▶ [TASK OBJECTIVE] Copy all the lines of the data that include the word "dark".

--- MATERIAL FOR THIS TASK Enclosed Below ---

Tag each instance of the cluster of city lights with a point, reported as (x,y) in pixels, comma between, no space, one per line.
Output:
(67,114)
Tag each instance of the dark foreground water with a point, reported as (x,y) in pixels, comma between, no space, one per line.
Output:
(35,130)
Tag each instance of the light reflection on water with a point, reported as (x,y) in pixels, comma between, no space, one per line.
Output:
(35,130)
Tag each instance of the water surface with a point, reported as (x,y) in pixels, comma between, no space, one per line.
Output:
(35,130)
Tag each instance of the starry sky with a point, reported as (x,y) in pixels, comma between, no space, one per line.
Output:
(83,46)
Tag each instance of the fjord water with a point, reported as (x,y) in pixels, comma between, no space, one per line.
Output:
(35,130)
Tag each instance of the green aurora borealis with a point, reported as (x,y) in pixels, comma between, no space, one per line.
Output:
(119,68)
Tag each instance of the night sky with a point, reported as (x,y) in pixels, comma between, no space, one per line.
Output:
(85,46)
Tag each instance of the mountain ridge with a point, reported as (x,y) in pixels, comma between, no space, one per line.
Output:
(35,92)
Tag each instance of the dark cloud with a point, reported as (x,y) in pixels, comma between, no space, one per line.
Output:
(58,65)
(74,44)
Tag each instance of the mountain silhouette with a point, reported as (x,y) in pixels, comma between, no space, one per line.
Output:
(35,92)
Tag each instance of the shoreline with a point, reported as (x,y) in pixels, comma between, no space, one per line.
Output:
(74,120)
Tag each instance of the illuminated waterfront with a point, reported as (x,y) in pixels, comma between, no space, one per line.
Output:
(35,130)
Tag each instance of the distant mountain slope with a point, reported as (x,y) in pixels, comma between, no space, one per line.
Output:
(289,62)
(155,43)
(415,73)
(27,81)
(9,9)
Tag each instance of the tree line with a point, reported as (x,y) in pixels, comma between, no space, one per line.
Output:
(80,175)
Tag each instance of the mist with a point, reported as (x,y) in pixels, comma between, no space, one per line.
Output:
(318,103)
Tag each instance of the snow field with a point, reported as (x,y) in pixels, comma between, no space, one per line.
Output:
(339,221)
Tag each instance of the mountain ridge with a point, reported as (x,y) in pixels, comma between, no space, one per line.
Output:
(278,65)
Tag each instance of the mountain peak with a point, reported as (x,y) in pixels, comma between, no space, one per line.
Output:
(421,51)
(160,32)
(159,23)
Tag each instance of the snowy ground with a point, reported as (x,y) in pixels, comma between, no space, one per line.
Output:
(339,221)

--- End of Enclosed MATERIAL FOR THIS TASK ---

▶ [REPLY TO THE TASK]
Tag each instance of the dark foreground water with a point, reported as (x,y) in pixels, comma between, no space, one per line.
Tag each instance of the dark cloud with a point, reported as (x,y) in pixels, comma between, no space, one per line.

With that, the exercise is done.